原文:

それらの事実から時矢は、サチコに想いを寄せていた羽山が、復讐のために森と浅木を殺したと推測。福井県の山奥から小さなイカダに乗せて死体を流し、ちょうど崖の下の流木が集まる地帯でイカダが破壊。そこに死体が留まることから転落死に見え、しかもアリバイも確保できるというトリックだったのです。そして、羽山がこの推理を認めたことで一件落着となりました。
防犯カメラの映像解析ソフトを操作することで“透明人間”をつくりだす近代的なトリックが用いられた前回から一転して、今回は人里離れた村で起こる古めかしい伝説を見立てた殺人事件の捜査となったのですが、ただ単に名作ミステリーのごった煮といった印象しかありませんでした。
沢村は、ミステリー作家・内田康夫の推理小説が原作の『浅見光彦シリーズ』で主演を務めていた時期があるだけに、そのパロディにも思えました。全体的に緊張感がないですし、記憶喪失という設定もいつの間にか添え物みたいになっちゃっているんですよね。記憶を失う前の時矢とは雰囲気が全然違うのに、周囲の人間はどうして気づかないの? と疑問に思ってしまいます。

元データ:
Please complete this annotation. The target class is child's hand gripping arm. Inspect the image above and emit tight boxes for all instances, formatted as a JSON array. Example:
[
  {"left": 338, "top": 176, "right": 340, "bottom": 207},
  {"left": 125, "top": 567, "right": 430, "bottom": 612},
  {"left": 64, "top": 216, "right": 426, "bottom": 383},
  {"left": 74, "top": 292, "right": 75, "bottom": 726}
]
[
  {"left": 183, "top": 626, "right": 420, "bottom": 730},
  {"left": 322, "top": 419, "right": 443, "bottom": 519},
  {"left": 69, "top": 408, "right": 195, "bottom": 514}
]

作業指示:
原文から「防犯カメラの映像解析ソフトを」から「づかないの? と疑問に思ってしまいます。」までを、一字一句変えずに抽出してください。 上記の記録は、原文とは別個の資料です。

解答:
防犯カメラの映像解析ソフトを操作することで“透明人間”をつくりだす近代的なトリックが用いられた前回から一転して、今回は人里離れた村で起こる古めかしい伝説を見立てた殺人事件の捜査となったのですが、ただ単に名作ミステリーのごった煮といった印象しかありませんでした。
沢村は、ミステリー作家・内田康夫の推理小説が原作の『浅見光彦シリーズ』で主演を務めていた時期があるだけに、そのパロディにも思えました。全体的に緊張感がないですし、記憶喪失という設定もいつの間にか添え物みたいになっちゃっているんですよね。記憶を失う前の時矢とは雰囲気が全然違うのに、周囲の人間はどうして気づかないの? と疑問に思ってしまいます。